Stated problem.
Reproduce the entries from the start through the line containing "left=120, top=147, right=283, bottom=223", inclusive, substituting "damaged" for "wrecked" and leaving all else unchanged. Provide only those lines.

Dataset entries.

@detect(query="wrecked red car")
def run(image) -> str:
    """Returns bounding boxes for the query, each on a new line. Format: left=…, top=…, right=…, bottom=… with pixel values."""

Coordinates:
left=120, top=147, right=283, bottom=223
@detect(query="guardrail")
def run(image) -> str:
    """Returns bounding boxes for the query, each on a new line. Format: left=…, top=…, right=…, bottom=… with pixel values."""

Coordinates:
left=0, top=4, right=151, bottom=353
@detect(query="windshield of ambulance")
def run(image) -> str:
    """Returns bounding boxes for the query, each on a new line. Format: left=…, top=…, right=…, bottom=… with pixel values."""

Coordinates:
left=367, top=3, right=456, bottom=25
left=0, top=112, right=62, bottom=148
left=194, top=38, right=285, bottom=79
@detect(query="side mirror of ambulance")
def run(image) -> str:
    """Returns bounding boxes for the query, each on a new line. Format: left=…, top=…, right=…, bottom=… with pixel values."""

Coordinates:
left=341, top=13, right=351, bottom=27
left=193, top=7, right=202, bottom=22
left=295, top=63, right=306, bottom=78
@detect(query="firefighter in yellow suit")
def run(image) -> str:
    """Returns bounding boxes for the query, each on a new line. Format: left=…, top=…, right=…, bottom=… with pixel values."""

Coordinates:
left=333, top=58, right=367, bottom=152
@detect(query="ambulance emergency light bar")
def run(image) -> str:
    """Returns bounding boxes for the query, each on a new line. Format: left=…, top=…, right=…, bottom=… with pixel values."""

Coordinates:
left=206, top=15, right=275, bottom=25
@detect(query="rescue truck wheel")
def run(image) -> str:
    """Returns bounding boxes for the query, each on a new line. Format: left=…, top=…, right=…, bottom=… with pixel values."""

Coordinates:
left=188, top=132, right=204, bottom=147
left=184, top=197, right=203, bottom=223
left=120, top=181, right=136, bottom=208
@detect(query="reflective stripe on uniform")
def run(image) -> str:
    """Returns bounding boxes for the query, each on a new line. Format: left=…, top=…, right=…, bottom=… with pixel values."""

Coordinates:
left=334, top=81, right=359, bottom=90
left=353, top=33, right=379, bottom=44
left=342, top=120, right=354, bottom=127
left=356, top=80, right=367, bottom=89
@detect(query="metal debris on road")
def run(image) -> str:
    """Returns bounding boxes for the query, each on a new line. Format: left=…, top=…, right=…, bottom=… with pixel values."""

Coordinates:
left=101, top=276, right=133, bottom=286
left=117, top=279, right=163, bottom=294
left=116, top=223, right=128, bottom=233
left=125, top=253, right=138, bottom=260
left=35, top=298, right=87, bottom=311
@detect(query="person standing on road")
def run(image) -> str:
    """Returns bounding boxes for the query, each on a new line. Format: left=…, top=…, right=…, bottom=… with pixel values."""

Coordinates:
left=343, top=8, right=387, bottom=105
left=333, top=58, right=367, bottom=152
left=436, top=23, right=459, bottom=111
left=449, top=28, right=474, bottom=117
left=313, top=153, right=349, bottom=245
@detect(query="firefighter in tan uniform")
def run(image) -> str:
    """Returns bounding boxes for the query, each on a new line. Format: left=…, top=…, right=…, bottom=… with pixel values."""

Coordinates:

The answer.
@detect(query="damaged red car")
def run(image) -> str:
    """Returns bounding boxes for the query, each on a new line. Format: left=…, top=…, right=…, bottom=… with pixel values."""

Coordinates:
left=120, top=147, right=283, bottom=223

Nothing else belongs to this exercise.